# start of Working data

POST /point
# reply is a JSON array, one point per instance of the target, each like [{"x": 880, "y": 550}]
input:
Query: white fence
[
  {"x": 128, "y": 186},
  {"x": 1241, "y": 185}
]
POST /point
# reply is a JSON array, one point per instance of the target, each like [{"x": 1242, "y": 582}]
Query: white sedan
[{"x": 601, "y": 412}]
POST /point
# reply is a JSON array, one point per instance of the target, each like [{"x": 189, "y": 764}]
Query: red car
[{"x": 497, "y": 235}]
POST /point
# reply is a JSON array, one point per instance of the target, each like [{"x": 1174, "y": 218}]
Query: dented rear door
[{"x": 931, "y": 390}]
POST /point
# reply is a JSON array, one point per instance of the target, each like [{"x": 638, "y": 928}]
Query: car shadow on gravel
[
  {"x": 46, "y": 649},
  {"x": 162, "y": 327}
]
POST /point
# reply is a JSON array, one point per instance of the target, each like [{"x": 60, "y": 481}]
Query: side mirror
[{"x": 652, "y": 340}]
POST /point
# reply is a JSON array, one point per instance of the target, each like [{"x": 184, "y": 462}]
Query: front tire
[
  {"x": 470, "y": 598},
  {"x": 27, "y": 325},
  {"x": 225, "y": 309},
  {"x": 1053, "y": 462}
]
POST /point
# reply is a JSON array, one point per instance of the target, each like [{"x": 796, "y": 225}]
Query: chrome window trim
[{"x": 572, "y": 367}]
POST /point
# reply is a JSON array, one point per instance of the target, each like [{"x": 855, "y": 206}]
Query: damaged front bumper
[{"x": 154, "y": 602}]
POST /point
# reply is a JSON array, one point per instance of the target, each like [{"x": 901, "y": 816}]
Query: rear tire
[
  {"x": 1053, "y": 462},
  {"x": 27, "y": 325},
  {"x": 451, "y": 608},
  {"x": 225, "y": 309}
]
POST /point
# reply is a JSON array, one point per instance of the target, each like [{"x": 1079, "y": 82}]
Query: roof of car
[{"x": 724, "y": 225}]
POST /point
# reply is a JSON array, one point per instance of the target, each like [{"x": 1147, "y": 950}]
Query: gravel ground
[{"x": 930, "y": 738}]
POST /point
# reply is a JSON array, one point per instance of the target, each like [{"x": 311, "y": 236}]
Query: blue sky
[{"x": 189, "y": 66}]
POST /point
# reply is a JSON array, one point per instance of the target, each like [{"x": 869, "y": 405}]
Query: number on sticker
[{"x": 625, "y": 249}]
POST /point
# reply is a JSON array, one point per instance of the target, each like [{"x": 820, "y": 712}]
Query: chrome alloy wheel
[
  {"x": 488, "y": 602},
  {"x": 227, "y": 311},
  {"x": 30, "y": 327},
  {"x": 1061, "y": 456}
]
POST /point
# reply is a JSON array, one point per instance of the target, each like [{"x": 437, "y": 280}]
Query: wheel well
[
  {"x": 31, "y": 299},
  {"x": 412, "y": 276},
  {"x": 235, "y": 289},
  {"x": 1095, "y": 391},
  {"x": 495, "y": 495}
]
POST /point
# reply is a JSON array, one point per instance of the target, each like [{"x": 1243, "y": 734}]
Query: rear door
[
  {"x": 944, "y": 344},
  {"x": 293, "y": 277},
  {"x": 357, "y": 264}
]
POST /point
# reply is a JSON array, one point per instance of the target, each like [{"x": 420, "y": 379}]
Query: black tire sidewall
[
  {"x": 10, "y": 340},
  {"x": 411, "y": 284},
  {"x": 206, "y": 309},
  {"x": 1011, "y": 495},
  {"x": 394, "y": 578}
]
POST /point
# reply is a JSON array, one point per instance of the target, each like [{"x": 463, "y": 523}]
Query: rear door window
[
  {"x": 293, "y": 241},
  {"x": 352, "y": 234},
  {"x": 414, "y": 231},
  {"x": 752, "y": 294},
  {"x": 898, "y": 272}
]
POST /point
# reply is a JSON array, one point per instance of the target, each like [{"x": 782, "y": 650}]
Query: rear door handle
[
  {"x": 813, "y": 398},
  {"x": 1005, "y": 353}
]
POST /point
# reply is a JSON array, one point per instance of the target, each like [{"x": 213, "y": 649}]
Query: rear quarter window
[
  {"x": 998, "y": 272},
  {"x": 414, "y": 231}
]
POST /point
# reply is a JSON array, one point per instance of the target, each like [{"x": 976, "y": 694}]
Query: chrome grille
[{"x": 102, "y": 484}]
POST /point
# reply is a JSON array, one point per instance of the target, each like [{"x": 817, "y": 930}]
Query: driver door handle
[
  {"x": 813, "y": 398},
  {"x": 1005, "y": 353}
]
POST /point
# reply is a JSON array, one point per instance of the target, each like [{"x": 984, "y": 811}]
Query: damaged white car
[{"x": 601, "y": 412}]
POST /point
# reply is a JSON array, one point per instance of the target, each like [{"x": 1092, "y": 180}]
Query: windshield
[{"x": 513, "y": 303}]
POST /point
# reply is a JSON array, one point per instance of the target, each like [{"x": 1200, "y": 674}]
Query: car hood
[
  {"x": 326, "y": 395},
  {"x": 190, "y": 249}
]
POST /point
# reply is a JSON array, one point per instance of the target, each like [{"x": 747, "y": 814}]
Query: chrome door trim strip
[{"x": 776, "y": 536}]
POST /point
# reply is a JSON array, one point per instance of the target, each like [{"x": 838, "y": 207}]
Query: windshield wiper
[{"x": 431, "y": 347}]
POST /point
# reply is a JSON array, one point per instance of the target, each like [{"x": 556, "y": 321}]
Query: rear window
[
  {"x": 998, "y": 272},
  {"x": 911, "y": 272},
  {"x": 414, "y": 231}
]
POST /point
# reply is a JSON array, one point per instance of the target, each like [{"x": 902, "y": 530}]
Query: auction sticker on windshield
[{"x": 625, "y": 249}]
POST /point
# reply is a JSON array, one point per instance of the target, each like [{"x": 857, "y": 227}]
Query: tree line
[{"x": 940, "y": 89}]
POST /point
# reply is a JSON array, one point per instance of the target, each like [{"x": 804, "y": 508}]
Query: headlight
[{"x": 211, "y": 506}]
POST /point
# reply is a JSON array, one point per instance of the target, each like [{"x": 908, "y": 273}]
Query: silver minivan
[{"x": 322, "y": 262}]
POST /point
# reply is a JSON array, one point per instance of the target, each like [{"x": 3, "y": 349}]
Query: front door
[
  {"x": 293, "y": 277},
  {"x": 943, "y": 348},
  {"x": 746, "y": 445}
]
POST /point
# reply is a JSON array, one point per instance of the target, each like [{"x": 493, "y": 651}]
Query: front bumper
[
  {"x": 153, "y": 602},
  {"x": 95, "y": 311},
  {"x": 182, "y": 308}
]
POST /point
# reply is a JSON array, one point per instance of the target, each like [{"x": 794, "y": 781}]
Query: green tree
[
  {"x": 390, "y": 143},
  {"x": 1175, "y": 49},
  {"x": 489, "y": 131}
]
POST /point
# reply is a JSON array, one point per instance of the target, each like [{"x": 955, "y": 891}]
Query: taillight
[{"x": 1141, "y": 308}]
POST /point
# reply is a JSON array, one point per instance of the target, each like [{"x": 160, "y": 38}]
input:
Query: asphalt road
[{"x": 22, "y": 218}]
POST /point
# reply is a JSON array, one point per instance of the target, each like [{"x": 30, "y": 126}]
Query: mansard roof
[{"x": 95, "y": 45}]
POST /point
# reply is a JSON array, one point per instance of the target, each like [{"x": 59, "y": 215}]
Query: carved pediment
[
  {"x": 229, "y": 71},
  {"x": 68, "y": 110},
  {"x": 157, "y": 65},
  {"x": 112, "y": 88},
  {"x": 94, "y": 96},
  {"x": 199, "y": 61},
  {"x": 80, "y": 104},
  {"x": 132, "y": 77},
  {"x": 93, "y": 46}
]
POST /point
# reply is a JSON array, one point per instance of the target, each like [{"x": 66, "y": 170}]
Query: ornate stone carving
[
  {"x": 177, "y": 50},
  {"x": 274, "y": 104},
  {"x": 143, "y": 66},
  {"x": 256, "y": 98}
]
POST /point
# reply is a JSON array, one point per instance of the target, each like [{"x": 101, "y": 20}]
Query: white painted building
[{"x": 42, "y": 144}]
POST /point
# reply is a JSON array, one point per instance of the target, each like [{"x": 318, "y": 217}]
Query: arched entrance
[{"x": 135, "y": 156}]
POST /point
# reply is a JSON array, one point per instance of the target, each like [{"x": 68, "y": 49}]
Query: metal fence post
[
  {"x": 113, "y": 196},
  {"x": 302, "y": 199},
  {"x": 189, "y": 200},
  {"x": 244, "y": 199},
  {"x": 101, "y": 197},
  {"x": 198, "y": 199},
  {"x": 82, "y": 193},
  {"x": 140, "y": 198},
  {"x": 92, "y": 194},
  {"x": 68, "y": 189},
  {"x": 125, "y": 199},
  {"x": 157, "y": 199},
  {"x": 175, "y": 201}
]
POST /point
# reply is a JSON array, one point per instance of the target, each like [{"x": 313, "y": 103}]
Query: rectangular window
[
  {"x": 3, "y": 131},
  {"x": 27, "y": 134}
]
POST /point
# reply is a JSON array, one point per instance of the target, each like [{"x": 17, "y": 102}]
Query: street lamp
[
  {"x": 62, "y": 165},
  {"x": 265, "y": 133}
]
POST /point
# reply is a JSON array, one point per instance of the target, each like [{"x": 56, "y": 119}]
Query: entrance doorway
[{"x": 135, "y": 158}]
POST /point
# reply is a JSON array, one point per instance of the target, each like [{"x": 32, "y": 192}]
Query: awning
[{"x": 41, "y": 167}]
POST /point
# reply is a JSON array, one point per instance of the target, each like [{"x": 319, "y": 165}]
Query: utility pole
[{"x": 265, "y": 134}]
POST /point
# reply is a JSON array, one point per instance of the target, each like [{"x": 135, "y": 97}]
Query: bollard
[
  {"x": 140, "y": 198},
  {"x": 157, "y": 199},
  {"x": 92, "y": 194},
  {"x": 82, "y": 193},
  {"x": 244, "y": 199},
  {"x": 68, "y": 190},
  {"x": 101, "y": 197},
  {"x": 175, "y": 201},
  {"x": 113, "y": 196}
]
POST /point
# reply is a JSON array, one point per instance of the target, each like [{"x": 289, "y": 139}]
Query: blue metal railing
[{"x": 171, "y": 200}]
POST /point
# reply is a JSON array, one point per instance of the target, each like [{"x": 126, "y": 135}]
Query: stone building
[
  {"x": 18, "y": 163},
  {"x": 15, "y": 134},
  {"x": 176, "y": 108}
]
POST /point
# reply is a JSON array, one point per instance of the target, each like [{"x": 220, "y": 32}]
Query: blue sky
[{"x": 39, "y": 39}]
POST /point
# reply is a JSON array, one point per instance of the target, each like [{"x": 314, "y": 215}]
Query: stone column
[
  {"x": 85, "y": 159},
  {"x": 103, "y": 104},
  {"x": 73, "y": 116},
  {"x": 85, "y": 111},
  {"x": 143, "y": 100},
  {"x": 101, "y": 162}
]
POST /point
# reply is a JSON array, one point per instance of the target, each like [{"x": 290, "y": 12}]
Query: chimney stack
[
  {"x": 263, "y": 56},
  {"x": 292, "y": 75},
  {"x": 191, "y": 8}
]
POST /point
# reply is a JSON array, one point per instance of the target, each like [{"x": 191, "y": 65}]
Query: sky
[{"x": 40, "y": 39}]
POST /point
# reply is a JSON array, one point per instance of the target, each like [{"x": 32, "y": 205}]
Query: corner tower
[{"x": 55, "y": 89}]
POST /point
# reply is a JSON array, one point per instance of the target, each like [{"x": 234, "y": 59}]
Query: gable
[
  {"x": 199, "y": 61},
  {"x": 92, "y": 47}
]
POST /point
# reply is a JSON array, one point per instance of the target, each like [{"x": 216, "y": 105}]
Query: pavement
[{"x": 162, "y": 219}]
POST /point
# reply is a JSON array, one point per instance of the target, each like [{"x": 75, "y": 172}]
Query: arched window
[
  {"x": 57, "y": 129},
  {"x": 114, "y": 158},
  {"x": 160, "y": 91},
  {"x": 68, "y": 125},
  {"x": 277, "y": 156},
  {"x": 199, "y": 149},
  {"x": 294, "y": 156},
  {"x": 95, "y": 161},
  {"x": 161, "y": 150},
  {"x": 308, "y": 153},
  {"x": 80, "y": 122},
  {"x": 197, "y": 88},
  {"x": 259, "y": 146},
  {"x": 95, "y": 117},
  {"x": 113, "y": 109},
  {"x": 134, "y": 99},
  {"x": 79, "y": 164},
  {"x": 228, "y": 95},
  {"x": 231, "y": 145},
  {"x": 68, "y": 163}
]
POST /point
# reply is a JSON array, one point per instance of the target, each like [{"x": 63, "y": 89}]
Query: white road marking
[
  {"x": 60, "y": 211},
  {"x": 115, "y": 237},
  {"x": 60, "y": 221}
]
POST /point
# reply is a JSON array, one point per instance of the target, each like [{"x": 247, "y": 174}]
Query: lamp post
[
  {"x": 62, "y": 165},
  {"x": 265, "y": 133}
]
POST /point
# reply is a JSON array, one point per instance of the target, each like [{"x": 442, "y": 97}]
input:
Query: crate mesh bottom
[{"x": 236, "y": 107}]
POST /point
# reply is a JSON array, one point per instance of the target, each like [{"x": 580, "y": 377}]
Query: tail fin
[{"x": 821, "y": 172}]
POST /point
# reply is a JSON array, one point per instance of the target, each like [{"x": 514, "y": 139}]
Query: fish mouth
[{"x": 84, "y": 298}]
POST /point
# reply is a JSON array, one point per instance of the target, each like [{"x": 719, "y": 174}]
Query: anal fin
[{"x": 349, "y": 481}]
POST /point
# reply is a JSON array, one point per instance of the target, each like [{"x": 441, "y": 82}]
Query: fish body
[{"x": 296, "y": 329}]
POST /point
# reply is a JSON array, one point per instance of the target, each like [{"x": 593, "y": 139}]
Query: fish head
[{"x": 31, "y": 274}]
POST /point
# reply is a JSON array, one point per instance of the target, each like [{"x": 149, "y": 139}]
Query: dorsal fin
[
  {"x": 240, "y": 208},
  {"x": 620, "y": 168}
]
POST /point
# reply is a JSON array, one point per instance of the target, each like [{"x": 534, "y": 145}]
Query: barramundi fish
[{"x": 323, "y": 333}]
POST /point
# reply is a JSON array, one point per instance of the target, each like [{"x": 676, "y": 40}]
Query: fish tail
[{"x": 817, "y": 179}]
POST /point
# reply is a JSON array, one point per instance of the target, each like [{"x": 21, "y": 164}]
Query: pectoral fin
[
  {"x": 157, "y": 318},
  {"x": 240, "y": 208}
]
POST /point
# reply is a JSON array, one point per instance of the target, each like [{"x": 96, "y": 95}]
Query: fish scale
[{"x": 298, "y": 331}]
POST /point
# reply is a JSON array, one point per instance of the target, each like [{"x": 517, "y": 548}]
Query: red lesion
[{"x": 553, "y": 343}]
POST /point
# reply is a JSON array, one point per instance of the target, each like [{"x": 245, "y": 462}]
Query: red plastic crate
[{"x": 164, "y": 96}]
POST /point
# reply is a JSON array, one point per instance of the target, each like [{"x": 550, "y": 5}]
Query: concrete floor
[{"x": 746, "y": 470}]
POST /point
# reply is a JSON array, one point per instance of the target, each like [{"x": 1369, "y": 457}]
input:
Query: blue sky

# end of Working data

Pull out every line of the records above that contains the string "arched", matching case exactly.

Query: arched entrance
Query: arched window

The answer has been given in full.